→ Task input:
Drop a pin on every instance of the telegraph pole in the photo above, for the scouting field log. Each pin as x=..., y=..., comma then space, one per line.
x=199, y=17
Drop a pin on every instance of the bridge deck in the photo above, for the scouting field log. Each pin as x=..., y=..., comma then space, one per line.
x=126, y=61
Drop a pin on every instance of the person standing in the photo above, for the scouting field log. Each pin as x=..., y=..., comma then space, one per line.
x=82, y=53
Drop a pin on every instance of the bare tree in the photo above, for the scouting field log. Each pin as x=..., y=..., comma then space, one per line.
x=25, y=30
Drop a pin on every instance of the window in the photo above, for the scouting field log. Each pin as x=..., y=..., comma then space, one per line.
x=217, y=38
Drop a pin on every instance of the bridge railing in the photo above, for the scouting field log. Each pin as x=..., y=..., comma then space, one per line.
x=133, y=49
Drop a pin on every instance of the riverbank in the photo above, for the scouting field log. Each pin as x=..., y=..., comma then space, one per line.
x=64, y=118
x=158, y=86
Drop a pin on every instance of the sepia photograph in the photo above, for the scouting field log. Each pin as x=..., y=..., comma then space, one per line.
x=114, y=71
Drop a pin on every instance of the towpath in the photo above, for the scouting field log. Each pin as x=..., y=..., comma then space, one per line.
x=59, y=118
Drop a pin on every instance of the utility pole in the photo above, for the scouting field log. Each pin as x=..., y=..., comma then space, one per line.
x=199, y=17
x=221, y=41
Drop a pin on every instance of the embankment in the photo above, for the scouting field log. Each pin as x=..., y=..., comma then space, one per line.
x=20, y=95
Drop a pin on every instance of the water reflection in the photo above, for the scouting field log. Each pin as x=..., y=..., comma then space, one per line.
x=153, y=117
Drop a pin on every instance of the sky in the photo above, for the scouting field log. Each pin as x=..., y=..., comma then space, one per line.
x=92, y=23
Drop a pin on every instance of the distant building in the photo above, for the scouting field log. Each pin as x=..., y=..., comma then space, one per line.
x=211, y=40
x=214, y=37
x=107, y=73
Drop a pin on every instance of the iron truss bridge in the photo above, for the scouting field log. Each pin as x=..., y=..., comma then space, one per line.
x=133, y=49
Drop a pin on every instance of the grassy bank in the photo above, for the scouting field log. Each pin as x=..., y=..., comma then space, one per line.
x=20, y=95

→ Work to be completed: What is needed is a word-for-word copy of all the entries.

→ Answer area:
Drop a pin on every instance of the telegraph pole in the photo above, for the scouting field log. Each pin as x=..., y=..., comma then space, one per line.
x=199, y=17
Drop a pin on every instance of the bridge deck in the photo above, for the scouting field log. Each pin as x=..., y=..., comma then space, one per line.
x=126, y=61
Drop a pin on every instance of the person standing in the photo above, for the scouting field log. Each pin as x=..., y=..., comma then space, one per line.
x=82, y=53
Drop a pin on every instance of the bare tree in the photo above, for the scouting field log. Each pin as x=..., y=..., comma then space, one per line.
x=25, y=30
Drop a pin on every instance of the window in the photo above, for the scouting field log. Each pin as x=..., y=..., comma then space, one per line.
x=217, y=38
Drop a pin on every instance of the bridge railing in the photo above, for the scouting field log. Each pin as x=..., y=..., comma then space, one per line.
x=133, y=49
Drop a pin on every instance of the riverbank in the photo above, for the scouting field log. Each pin as x=..., y=..., comma then space, one per line.
x=64, y=118
x=158, y=86
Drop a pin on every instance of the sepia photograph in the photo above, for the scouting field log. Each pin as x=..., y=..., comma then space, one per line.
x=114, y=71
Drop a pin on every instance of the towpath in the photo above, for the scouting field log. Each pin as x=..., y=..., comma then space, one per line.
x=59, y=118
Drop a pin on every instance of the utility pole in the photo above, for the scouting field log. Each pin as x=..., y=..., comma then space, one per line.
x=199, y=17
x=221, y=41
Drop a pin on every instance of the embankment in the photo above, for the scouting field log. Each pin as x=..., y=..., comma then space, one per line.
x=20, y=95
Drop a pin on every instance of the water reflection in the photo above, for the scouting field log. Each pin as x=..., y=..., comma then space, one per line.
x=153, y=117
Drop a pin on every instance of the sky in the photo above, for the scouting field log. Each pin as x=..., y=..., comma then space, one per line.
x=92, y=23
Drop a pin on every instance of the distant building in the photo above, for the scouting field log. Each pin as x=..., y=..., comma then space, one per line.
x=211, y=40
x=214, y=37
x=107, y=73
Drop a pin on every instance of the iron truss bridge in the photo above, for the scouting field log. Each pin as x=..., y=..., comma then space, one per line.
x=133, y=49
Drop a pin on every instance of the grassy bank in the photo above, for the scouting field log. Each pin as x=..., y=..., comma then space, one per line.
x=20, y=95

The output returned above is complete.